* _Actions to take_:
a) In the bird-taming thread, what does the bird's first alert position say?
b) In the bird-taming thread, list every word in Erinsmom's post that is written entirely in capital letters.
c) From the bird-taming thread, reproduce the stretch from "This is the" through "jumping into taming.".

* _Text segment_:
This is the reason that a lot of birds never become tame. People rush rush rush to get the bird to do what they want to do and instead end up with a bird that is deathly scared of them. Taming should go at the bird's pace, doing what the bird is comfortable with. Never stick your hand any closer to the bird that he likes. Leave it where it is (that first alert position is saying "that's far enough") til he relaxes, then move it closer. Continue this til he doesn't mind the hand touching them. Its a long process and not easy in the least. Besides the fact that he's in a new environment right now. Give him a chance to settle in first before jumping into taming.


----------



## Erinsmom (Sep 7, 2012)

This is why if you want a tame bird you should buy a tame bird. Honestly it is riduclious to say after ONLY 3 days your worried the bird may never be tame. But you know what it may never be then what?? It could take months of slow labourous process to get the bird to even accept you. it may take a week. Its only up to you in the sense if you do not follow the birds lead you could ruin it and it never work. THIS is my personal pet peeve. We should only get pets we are willing to accept just the way they are. That if they NEVER change they have a safe and loving home with us. that we will respect their needs and comfort level. if they become more tolerant of us YEA!!! If they allow us to become friends AWESOME but you should never force yourself on any animal because it could very well back fire. You should also never accept any animal that you are not determined to give a loving safe home no matter.

* _Stored data_:
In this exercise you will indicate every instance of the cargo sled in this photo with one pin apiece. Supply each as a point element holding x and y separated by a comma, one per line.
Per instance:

* _Expected results_:
a) It says "that's far enough."

b) ONLY, THIS, NEVER, YEA, AWESOME

c)
This is the reason that a lot of birds never become tame. People rush rush rush to get the bird to do what they want to do and instead end up with a bird that is deathly scared of them. Taming should go at the bird's pace, doing what the bird is comfortable with. Never stick your hand any closer to the bird that he likes. Leave it where it is (that first alert position is saying "that's far enough") til he relaxes, then move it closer. Continue this til he doesn't mind the hand touching them. Its a long process and not easy in the least. Besides the fact that he's in a new environment right now. Give him a chance to settle in first before jumping into taming.